→ RECORD LIST:
··········

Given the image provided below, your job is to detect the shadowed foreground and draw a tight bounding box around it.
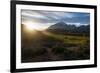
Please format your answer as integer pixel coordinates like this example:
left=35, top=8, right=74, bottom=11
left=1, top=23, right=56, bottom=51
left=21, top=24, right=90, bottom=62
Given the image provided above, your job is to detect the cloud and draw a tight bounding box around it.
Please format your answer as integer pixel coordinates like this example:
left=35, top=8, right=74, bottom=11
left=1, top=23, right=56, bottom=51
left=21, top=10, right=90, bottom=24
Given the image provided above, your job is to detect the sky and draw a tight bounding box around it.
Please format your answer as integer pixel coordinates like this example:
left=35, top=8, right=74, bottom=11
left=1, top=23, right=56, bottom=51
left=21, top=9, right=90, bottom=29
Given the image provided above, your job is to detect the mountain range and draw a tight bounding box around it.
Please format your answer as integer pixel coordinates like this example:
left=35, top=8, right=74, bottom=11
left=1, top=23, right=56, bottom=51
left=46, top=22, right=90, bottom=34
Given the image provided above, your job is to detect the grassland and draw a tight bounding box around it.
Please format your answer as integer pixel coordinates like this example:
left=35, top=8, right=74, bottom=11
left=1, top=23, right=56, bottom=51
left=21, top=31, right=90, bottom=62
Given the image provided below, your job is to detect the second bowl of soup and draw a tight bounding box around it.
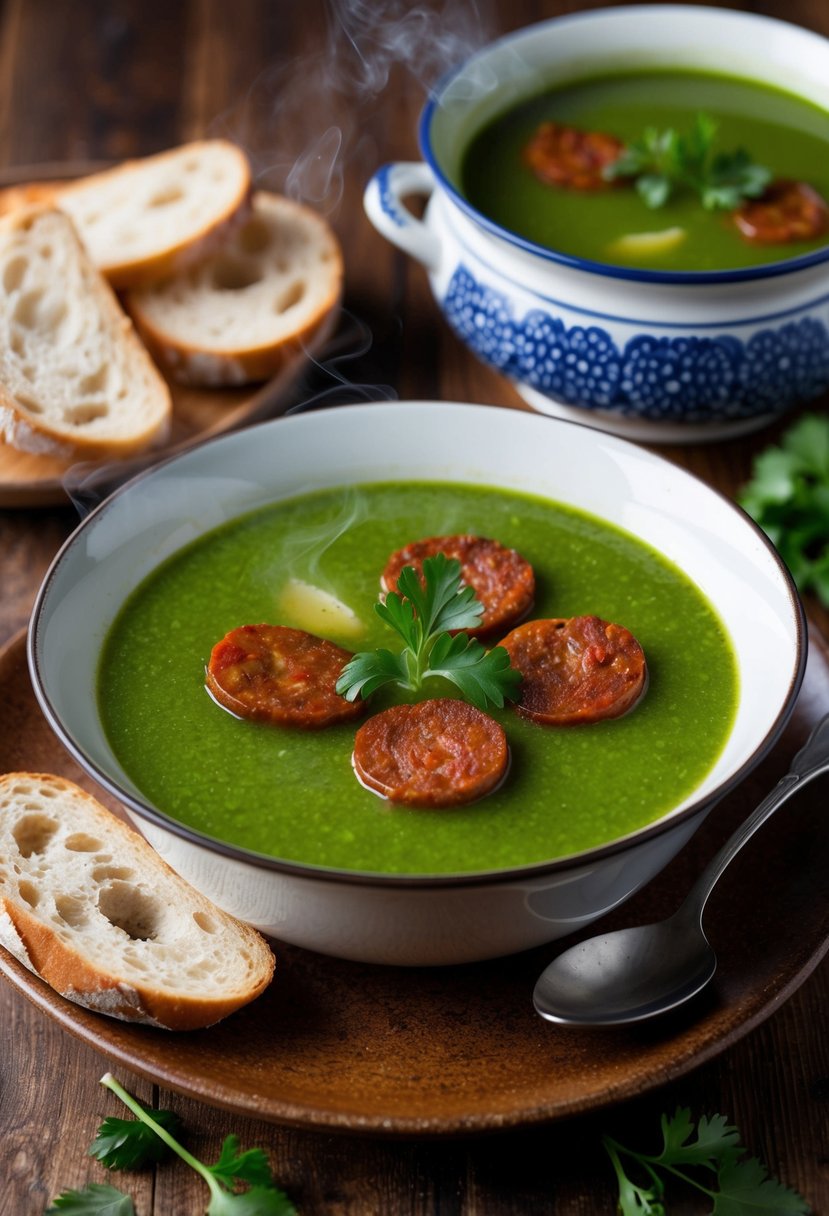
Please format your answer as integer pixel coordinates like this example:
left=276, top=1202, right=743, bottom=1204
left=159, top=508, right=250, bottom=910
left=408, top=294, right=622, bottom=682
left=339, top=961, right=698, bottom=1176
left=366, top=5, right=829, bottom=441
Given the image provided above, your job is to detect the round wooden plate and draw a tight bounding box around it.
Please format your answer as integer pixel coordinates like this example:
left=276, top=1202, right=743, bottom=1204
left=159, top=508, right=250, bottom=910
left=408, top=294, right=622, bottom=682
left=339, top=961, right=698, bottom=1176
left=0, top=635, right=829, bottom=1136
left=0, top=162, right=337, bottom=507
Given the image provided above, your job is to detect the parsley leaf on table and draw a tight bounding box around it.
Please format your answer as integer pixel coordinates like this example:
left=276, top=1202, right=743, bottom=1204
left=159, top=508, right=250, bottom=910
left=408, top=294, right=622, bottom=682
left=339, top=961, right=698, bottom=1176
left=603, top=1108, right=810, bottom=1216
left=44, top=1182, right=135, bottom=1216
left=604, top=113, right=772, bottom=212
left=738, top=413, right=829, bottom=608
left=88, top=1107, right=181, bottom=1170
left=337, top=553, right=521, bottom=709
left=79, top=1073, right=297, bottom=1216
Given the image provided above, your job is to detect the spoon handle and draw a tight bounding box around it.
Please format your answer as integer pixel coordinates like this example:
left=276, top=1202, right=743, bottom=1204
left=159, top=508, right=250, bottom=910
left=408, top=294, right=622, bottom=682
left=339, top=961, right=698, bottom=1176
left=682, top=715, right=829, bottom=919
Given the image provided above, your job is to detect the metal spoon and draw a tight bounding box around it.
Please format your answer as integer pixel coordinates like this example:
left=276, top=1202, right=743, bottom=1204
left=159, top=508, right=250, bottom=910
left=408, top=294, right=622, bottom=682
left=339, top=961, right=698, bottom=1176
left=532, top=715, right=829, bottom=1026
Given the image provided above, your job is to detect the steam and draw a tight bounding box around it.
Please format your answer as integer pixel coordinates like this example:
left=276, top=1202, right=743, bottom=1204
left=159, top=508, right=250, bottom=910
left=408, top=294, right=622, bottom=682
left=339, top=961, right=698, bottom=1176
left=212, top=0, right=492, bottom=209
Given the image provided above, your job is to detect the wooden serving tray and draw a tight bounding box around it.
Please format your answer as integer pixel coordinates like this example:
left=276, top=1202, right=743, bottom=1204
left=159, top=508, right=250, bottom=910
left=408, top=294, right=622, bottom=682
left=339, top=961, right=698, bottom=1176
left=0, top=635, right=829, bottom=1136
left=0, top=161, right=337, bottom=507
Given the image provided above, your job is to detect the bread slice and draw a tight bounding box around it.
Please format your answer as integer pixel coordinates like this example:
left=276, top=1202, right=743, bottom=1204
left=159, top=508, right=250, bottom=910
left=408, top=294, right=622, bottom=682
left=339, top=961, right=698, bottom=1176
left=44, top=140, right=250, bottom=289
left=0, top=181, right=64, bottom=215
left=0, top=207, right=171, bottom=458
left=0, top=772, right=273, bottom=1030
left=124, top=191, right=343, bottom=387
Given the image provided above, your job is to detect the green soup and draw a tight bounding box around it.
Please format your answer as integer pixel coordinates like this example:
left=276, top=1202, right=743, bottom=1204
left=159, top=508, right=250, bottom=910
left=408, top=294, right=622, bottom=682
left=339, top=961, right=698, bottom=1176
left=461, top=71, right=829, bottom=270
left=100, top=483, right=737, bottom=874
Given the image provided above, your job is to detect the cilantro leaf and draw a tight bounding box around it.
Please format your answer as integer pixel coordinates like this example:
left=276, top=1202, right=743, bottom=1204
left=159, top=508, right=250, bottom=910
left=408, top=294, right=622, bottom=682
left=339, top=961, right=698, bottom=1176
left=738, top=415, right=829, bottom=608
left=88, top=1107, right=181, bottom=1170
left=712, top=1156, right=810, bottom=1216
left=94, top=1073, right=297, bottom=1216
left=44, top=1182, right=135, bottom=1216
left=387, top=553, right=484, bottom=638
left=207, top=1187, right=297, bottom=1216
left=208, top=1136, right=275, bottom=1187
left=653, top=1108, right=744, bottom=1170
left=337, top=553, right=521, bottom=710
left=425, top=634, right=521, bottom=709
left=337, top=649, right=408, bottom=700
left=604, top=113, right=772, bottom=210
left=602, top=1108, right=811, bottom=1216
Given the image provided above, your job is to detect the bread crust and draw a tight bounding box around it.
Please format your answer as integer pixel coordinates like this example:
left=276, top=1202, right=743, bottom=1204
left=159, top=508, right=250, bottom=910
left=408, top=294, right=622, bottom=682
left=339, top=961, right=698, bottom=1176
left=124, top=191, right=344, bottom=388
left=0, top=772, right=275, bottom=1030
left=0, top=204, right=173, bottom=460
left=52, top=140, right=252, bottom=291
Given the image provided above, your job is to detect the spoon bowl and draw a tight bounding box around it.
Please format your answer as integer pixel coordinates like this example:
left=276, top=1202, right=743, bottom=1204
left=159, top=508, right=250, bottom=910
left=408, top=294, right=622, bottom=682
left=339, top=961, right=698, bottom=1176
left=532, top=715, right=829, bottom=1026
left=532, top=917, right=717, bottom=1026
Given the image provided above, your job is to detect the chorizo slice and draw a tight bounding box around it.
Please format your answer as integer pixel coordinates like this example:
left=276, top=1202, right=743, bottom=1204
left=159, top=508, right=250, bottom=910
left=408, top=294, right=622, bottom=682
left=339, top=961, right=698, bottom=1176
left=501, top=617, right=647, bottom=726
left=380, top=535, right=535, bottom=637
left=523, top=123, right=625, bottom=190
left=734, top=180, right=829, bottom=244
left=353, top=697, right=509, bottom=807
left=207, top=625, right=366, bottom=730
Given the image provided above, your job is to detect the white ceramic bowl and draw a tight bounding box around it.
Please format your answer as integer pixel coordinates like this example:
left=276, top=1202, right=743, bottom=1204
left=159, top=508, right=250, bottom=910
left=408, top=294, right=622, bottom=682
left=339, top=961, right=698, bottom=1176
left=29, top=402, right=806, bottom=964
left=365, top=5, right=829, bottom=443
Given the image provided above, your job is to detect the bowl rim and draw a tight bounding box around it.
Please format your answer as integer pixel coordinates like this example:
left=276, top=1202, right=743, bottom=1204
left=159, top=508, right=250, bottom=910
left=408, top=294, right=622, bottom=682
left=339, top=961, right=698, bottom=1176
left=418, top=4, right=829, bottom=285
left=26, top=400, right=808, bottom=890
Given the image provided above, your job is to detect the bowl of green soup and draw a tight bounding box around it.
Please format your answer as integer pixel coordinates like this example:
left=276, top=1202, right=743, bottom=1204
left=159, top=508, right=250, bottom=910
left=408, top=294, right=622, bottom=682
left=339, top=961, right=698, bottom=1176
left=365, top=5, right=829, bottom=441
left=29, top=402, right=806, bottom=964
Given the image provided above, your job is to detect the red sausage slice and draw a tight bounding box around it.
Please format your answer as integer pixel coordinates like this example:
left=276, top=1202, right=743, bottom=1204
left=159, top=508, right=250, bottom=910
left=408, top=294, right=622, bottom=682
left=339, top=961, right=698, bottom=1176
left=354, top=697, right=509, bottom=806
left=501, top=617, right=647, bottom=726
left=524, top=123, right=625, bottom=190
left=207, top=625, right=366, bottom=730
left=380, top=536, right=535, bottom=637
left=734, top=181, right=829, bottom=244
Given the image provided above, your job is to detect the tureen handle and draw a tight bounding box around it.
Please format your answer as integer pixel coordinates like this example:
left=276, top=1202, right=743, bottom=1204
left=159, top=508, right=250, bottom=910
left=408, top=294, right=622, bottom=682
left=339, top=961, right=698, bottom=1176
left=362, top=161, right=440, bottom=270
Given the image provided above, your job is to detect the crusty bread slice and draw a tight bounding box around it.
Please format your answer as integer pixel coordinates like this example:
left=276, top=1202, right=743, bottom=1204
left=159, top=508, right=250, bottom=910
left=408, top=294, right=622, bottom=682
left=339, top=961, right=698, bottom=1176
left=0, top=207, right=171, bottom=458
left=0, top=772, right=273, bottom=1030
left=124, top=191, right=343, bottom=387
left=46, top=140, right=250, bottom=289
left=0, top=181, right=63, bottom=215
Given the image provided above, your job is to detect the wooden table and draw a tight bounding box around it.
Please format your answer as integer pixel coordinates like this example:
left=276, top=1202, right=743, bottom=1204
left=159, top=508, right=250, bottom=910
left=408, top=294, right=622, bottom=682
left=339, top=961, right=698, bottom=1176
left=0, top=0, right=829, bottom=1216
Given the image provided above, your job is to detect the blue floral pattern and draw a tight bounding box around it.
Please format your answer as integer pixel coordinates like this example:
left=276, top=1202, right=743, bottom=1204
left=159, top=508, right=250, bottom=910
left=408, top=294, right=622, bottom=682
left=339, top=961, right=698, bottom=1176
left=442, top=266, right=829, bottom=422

··········

→ YOUR INSTRUCTIONS:
Please rewrite the lines from the one with "detect the metal" to the one with "left=212, top=0, right=492, bottom=209", putting "vapor" in place of "steam" and leaving everything else unchanged.

→ FULL OUTPUT:
Given the image provided above, your job is to detect the metal spoon and draw a tight bounding box around it.
Please format your answer as integer pixel coordinates like this example:
left=276, top=1202, right=743, bottom=1204
left=159, top=508, right=250, bottom=910
left=408, top=294, right=622, bottom=682
left=339, top=961, right=698, bottom=1176
left=532, top=715, right=829, bottom=1026
Given the image provided above, your job is to detect the vapor and draw a tight bounding box around it.
Please format your answer as integer pixel coordinates like this example:
left=276, top=1202, right=743, bottom=1204
left=159, top=508, right=250, bottom=910
left=408, top=294, right=622, bottom=682
left=339, top=961, right=698, bottom=1176
left=212, top=0, right=492, bottom=209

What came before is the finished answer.